- _Direction_:
Please reproduce the lines below word for word, keeping every character, space and line break unchanged.

## Begin

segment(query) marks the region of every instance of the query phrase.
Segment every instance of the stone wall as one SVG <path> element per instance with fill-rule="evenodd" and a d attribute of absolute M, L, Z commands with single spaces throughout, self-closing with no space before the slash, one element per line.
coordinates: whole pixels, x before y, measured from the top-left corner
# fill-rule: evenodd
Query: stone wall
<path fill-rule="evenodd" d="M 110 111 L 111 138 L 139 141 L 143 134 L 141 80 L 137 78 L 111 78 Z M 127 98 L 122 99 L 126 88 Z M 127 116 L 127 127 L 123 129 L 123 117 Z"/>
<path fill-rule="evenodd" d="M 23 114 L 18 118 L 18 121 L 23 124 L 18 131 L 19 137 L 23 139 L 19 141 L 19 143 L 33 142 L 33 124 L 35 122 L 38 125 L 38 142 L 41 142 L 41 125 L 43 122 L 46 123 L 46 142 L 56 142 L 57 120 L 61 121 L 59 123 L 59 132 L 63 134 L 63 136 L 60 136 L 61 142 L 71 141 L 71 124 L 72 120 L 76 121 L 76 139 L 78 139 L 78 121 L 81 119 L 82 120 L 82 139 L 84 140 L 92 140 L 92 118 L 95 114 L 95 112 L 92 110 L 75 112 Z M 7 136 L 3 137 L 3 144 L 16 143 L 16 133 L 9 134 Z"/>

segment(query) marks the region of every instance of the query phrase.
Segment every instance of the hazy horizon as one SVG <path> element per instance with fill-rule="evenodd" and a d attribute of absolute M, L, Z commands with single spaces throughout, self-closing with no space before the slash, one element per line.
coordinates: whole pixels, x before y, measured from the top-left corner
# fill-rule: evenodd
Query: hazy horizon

## End

- _The result_:
segment(query) marks the region of every instance of the query phrase.
Segment every instance of the stone wall as one SVG <path> element per instance with fill-rule="evenodd" and a d attribute of absolute M, L, Z commands with single spaces throughout, self-closing with no space before the slash, one element per line.
coordinates: whole pixels, x before y, measured from the top-left corner
# fill-rule: evenodd
Query: stone wall
<path fill-rule="evenodd" d="M 110 111 L 111 138 L 139 141 L 143 134 L 141 80 L 137 78 L 111 78 Z M 127 98 L 122 99 L 126 88 Z M 127 116 L 127 127 L 123 129 L 123 117 Z"/>
<path fill-rule="evenodd" d="M 23 114 L 18 118 L 18 121 L 23 124 L 18 131 L 19 137 L 23 139 L 19 141 L 19 143 L 33 142 L 33 124 L 35 122 L 38 125 L 38 142 L 41 142 L 41 125 L 43 122 L 46 123 L 46 142 L 56 142 L 57 120 L 61 121 L 59 123 L 59 132 L 63 134 L 63 136 L 60 136 L 61 142 L 71 141 L 71 124 L 72 120 L 76 121 L 76 139 L 78 139 L 78 121 L 81 119 L 82 120 L 82 139 L 84 140 L 92 140 L 92 118 L 95 114 L 95 112 L 92 110 L 75 112 Z M 7 136 L 3 137 L 3 144 L 16 143 L 16 133 L 9 134 Z"/>

segment(query) marks the region of every instance of the query phrase.
Segment every instance of the hazy horizon as one SVG <path> element per instance with fill-rule="evenodd" and a d attribute of absolute M, L, Z commands with single spaces throughout, self-closing with no space before the slash, one element per line.
coordinates: whole pixels, x before y, measured from the top-left corner
# fill-rule: evenodd
Query: hazy horizon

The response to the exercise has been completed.